Nothing but an exact copy of the data should be output.

------------------------------------------------

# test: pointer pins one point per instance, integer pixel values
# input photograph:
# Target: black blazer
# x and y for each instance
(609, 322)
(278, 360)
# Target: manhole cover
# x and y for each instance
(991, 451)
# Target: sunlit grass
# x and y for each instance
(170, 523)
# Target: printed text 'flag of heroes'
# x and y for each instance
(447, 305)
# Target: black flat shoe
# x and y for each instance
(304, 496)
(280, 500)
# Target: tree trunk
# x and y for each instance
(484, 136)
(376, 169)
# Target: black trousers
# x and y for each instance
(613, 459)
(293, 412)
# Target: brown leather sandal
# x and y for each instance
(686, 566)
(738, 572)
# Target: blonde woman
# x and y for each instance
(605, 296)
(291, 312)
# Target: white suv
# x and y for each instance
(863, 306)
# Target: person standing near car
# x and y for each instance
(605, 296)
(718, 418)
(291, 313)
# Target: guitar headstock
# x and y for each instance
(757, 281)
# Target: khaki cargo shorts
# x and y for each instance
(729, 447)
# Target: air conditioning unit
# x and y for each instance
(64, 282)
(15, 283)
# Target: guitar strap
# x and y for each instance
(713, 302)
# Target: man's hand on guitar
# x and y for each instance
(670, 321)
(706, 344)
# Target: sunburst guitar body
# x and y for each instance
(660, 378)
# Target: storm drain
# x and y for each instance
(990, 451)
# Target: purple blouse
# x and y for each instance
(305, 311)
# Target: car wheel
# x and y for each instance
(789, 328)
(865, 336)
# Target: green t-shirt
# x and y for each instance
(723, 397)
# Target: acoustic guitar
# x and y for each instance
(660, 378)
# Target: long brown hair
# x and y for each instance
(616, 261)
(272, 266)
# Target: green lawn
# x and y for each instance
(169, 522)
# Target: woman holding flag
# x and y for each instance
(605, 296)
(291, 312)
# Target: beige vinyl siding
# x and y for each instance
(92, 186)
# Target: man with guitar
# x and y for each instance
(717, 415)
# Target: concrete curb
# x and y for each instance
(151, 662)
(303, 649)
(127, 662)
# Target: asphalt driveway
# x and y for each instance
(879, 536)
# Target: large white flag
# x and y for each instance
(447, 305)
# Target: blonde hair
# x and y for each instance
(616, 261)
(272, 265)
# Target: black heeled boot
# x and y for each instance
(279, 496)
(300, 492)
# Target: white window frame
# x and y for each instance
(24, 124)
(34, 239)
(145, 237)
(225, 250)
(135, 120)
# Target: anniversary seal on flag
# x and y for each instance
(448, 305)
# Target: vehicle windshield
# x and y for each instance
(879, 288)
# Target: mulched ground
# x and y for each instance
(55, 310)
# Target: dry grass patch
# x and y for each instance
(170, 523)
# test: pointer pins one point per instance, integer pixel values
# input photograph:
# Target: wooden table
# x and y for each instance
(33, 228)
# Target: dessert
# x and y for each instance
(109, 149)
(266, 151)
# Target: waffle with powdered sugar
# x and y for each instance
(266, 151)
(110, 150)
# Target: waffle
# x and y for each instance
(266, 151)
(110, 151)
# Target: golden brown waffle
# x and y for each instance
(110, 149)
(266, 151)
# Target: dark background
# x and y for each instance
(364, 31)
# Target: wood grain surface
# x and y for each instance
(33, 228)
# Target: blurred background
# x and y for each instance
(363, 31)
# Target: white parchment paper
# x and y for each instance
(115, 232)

------------------------------------------------

Output of the task:
# test: pointer pins one point per instance, integer pixel values
# input photograph:
# Target: black blazer
# x and y for each instance
(609, 322)
(278, 360)
# Target: manhole cover
# x and y for each instance
(991, 451)
# Target: sunlit grass
# x and y for each instance
(170, 523)
# Target: printed text 'flag of heroes'
# x and y for each instance
(447, 305)
# Target: black flat shoe
# x and y for each instance
(304, 496)
(280, 500)
# Target: tree trunk
# x and y for each instance
(484, 136)
(376, 169)
# Target: black trousers
# x and y for each instance
(613, 459)
(293, 412)
# Target: brown leather sandal
# x and y for each instance
(686, 566)
(738, 572)
# Target: blonde woman
# x and y for each instance
(605, 296)
(291, 312)
# Target: white suv
# x and y for each instance
(863, 306)
# Target: person standing near car
# x and y for each instance
(605, 296)
(718, 418)
(291, 313)
# Target: guitar headstock
# x and y for each instance
(757, 281)
# Target: khaki cargo shorts
# x and y for each instance
(729, 447)
# Target: air conditioning unit
# x and y for each instance
(64, 282)
(15, 283)
# Target: guitar strap
# x and y for each instance
(713, 302)
# Target: man's hand on guitar
# x and y for each instance
(670, 321)
(706, 344)
# Target: sunburst guitar body
# x and y for each instance
(660, 378)
# Target: storm drain
# x and y for each instance
(990, 451)
# Target: purple blouse
# x and y for each instance
(305, 311)
# Target: car wheel
# x and y for each instance
(789, 328)
(865, 336)
# Target: green t-shirt
# x and y for each instance
(723, 397)
# Target: acoustic guitar
# x and y for each instance
(660, 378)
# Target: long brown hair
# x and y for each instance
(616, 261)
(272, 266)
# Target: green lawn
# x and y for each instance
(169, 522)
# Target: woman holding flag
# x and y for each instance
(605, 296)
(291, 312)
# Target: beige vinyl siding
# x and y for each instance
(92, 186)
# Target: man with guitar
# x and y for each instance
(717, 415)
# Target: concrete curb
# x and y for each instance
(151, 662)
(303, 649)
(127, 662)
# Target: asphalt driveway
# x and y for each instance
(879, 536)
# Target: large white flag
# x and y for each instance
(447, 305)
# Target: blonde hair
# x and y for each instance
(616, 261)
(272, 265)
# Target: black heeled boot
# x and y for each instance
(279, 496)
(300, 492)
# Target: white window frame
# x and y for each instance
(24, 124)
(34, 239)
(145, 237)
(225, 250)
(135, 120)
# Target: anniversary seal on flag
# x and y for each instance
(448, 305)
# Target: vehicle windshield
# x and y for each instance
(879, 288)
# Target: mulched ground
# x and y for each instance
(55, 310)
# Target: dry grass patch
# x and y for each instance
(170, 523)
# test: pointer pins one point per instance, integer pixel values
# input photograph:
# Target: wooden table
# x and y for each instance
(33, 228)
# Target: dessert
# x and y for each instance
(109, 149)
(266, 151)
# Target: waffle with powdered sugar
# x and y for each instance
(266, 151)
(110, 150)
# Target: waffle
# x and y for each instance
(266, 151)
(110, 151)
# Target: golden brown waffle
# x and y for each instance
(110, 149)
(266, 151)
# Target: dark background
# x and y for each instance
(364, 31)
# Target: wood grain surface
# x and y for each instance
(33, 228)
# Target: blurred background
# x and y for each instance
(363, 31)
# Target: white parchment paper
# x and y for each instance
(115, 232)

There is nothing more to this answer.